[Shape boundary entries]

###

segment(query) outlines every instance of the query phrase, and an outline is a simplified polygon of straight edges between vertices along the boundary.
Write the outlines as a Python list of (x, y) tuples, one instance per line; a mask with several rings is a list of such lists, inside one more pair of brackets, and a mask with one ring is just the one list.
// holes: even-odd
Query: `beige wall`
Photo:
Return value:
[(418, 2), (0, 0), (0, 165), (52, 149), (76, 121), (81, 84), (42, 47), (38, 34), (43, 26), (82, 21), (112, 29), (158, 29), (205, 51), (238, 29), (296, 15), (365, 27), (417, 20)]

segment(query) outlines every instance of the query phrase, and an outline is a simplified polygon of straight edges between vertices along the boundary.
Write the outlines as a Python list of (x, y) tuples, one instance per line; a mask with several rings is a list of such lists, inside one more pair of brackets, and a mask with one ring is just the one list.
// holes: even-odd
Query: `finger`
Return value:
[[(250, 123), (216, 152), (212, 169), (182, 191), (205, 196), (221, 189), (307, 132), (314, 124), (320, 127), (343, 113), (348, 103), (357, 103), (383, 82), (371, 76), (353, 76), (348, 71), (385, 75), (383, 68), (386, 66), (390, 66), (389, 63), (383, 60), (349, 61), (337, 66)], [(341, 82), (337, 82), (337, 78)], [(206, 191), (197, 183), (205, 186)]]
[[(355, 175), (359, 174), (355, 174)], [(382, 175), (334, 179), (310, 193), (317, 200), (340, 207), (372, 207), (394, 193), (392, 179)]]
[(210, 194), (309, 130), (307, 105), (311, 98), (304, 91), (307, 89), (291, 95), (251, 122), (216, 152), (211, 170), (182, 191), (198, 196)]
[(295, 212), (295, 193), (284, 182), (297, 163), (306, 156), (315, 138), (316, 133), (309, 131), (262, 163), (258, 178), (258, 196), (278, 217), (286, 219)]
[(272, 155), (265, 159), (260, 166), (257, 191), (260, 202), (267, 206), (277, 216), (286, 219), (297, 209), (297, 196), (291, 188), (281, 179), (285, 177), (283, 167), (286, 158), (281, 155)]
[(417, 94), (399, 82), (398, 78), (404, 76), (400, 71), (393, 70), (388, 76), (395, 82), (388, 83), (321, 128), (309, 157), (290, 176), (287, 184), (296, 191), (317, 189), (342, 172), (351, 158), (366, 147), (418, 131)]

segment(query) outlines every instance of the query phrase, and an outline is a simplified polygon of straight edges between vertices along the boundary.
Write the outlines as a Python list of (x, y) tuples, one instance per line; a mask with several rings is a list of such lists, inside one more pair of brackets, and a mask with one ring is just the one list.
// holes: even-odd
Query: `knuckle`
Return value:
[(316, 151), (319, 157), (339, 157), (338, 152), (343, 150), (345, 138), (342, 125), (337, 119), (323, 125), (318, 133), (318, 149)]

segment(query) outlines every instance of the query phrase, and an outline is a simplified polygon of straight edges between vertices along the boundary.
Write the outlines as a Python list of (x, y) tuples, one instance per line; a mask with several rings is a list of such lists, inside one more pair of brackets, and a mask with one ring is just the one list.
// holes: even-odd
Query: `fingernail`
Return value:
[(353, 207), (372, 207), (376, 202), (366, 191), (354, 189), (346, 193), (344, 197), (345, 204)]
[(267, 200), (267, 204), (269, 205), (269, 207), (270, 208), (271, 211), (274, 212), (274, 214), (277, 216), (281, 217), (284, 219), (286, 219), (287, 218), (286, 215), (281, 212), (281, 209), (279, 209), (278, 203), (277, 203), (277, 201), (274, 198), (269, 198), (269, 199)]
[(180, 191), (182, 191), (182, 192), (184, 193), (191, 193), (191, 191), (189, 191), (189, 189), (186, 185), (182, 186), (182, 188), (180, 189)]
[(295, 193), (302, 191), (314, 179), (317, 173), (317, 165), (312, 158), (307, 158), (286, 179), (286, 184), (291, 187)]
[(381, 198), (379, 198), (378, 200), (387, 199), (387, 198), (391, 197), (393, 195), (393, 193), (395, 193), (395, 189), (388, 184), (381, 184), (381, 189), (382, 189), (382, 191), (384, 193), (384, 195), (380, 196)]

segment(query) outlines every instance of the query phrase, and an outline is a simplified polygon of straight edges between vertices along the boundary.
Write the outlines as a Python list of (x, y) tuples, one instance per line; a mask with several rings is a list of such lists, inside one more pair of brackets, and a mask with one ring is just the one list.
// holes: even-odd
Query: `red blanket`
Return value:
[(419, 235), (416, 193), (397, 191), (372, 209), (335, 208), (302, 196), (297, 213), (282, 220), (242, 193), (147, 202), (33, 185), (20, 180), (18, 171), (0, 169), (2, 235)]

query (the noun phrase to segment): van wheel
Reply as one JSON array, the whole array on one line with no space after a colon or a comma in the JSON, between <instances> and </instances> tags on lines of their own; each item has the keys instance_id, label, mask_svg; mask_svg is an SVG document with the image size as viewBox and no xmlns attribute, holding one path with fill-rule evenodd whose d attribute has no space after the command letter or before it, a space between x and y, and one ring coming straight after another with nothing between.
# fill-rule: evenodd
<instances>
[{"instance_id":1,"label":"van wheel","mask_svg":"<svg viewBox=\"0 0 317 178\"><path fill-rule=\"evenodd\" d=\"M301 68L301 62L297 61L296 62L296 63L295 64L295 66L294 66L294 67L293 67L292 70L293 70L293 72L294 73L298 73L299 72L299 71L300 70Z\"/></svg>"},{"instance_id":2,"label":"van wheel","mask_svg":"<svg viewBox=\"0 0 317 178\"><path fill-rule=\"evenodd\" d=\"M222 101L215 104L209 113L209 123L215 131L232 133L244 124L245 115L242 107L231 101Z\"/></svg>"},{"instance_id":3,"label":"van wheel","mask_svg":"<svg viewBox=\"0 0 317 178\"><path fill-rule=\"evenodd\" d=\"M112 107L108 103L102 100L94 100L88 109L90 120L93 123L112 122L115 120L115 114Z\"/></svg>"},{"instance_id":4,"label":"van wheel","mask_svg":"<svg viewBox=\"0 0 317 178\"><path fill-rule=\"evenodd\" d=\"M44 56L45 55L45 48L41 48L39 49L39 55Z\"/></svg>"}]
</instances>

###

| Given request |
Could you copy out all of the material above line for line, without altering a single character?

| Response to this exercise |
segment(query) outlines every instance of the query phrase, and an outline is a simplified polygon of straight edges between vertices along the boundary.
Write the outlines as a Python list of (x, y) tuples, one instance per line; a mask with several rings is a list of such lists, inside one more pair of brackets, and a mask with one ring is just the one list.
// holes: even-odd
Query: `beige wall`
Photo:
Return value:
[(418, 2), (0, 0), (0, 165), (52, 149), (76, 121), (81, 84), (42, 47), (38, 34), (43, 26), (82, 21), (112, 29), (158, 29), (205, 51), (238, 29), (296, 15), (365, 27), (417, 20)]

segment(query) outlines every instance of the query phrase, and an outline is a simplified polygon of straight edges between vertices along the boundary.
Write the outlines as a Python list of (x, y) tuples, one instance per line; a mask with several rings is a list of such lists, inside one more pair of brackets, and a mask with one ring is just the one list.
// holes: even-odd
Query: `finger`
Return value:
[[(250, 123), (216, 152), (212, 169), (182, 191), (205, 196), (221, 189), (307, 132), (314, 124), (320, 127), (343, 113), (348, 103), (357, 103), (383, 82), (371, 76), (353, 76), (348, 71), (385, 75), (383, 68), (386, 66), (390, 66), (389, 63), (383, 60), (349, 61), (337, 66)], [(341, 82), (337, 82), (337, 78)], [(206, 191), (197, 183), (205, 186)]]
[[(355, 175), (359, 174), (355, 174)], [(382, 175), (334, 179), (310, 193), (317, 200), (340, 207), (372, 207), (394, 193), (392, 179)]]
[(210, 194), (309, 130), (307, 105), (311, 98), (304, 91), (307, 89), (291, 95), (251, 122), (216, 152), (211, 170), (182, 191), (198, 196)]
[(295, 212), (295, 193), (284, 182), (297, 163), (306, 156), (315, 138), (316, 133), (309, 131), (262, 163), (258, 178), (258, 196), (278, 217), (286, 219)]
[(272, 155), (265, 159), (260, 166), (257, 191), (260, 202), (267, 206), (277, 216), (286, 219), (297, 209), (297, 196), (291, 188), (281, 179), (285, 177), (283, 167), (286, 158), (281, 155)]
[(417, 94), (399, 82), (398, 78), (404, 76), (400, 71), (393, 70), (388, 76), (395, 82), (388, 83), (321, 128), (309, 157), (290, 176), (287, 184), (296, 191), (317, 189), (342, 172), (351, 158), (366, 147), (418, 131)]

segment(query) outlines every instance of the query phrase, and an outline is a simplified polygon of straight edges between vertices along the boundary.
Write the outlines as a Python list of (x, y) tuples, one instance per line; a mask with several rings is a list of such lists, inside one more pair of brackets, and a mask with one ring is just the one list.
// holes: even-odd
Query: `knuckle`
Return value:
[(316, 151), (319, 157), (339, 157), (338, 152), (343, 150), (345, 138), (342, 125), (337, 119), (323, 125), (318, 133), (318, 149)]

segment(query) outlines every instance of the query phrase, and an outline is a simplified polygon of straight edges between vertices along the boundary.
Write the outlines as a Python list of (x, y) tuples, one instance per line; a mask with several rings is a list of such lists, inside one more pair of brackets, and a mask with one ring is just the one list.
// holes: even-odd
Query: `fingernail`
Return value:
[(353, 207), (372, 207), (376, 202), (366, 191), (354, 189), (346, 193), (344, 197), (345, 204)]
[(267, 200), (267, 204), (269, 205), (269, 207), (270, 208), (271, 211), (274, 212), (274, 214), (277, 216), (281, 217), (284, 219), (286, 219), (287, 218), (286, 215), (281, 212), (281, 209), (279, 209), (278, 203), (277, 203), (277, 201), (274, 198), (269, 198), (269, 199)]
[(180, 191), (182, 191), (182, 192), (184, 193), (191, 193), (191, 191), (189, 191), (189, 189), (186, 185), (182, 186), (182, 188), (180, 189)]
[(295, 193), (302, 191), (314, 179), (317, 173), (317, 165), (312, 158), (307, 158), (286, 179), (286, 184), (291, 187)]
[(381, 198), (379, 198), (378, 200), (387, 199), (387, 198), (391, 197), (393, 195), (393, 193), (395, 193), (395, 189), (388, 184), (381, 184), (381, 189), (382, 189), (382, 191), (384, 193), (384, 195), (380, 196)]

segment(query) outlines every instance of the query phrase, and an outline is a simplified polygon of straight edges between vertices along the boundary.
Write the outlines as a Python list of (x, y) tuples, one instance per line; a mask with several rings is a list of such lists, inside one more pair of brackets, and a mask with one ring is just the one list.
// holes: even-odd
Query: `red blanket`
Return value:
[(419, 235), (416, 193), (397, 191), (372, 209), (335, 208), (302, 196), (297, 213), (282, 220), (242, 193), (147, 202), (33, 185), (20, 180), (18, 171), (0, 169), (2, 235)]

query (the noun phrase to segment): van wheel
Reply as one JSON array, the whole array on one line with no space after a colon or a comma in the JSON, between <instances> and </instances> tags on lines of their own; each item has the keys instance_id, label, mask_svg; mask_svg is an SVG document with the image size as viewBox and no xmlns attribute, holding one path with fill-rule evenodd whose d attribute has no space after the command letter or before it, a space between x and y, and one ring coming straight after another with nothing between.
# fill-rule: evenodd
<instances>
[{"instance_id":1,"label":"van wheel","mask_svg":"<svg viewBox=\"0 0 317 178\"><path fill-rule=\"evenodd\" d=\"M301 68L301 62L297 61L296 62L296 63L295 64L295 66L294 66L294 67L293 67L292 70L293 70L293 72L294 73L298 73L299 72L299 71L300 70Z\"/></svg>"},{"instance_id":2,"label":"van wheel","mask_svg":"<svg viewBox=\"0 0 317 178\"><path fill-rule=\"evenodd\" d=\"M222 101L215 104L209 113L209 123L215 131L232 133L244 124L245 115L242 107L231 101Z\"/></svg>"},{"instance_id":3,"label":"van wheel","mask_svg":"<svg viewBox=\"0 0 317 178\"><path fill-rule=\"evenodd\" d=\"M112 107L108 103L102 100L94 100L88 109L90 120L93 123L112 122L115 120L115 114Z\"/></svg>"},{"instance_id":4,"label":"van wheel","mask_svg":"<svg viewBox=\"0 0 317 178\"><path fill-rule=\"evenodd\" d=\"M44 56L45 55L45 48L41 48L39 49L39 55Z\"/></svg>"}]
</instances>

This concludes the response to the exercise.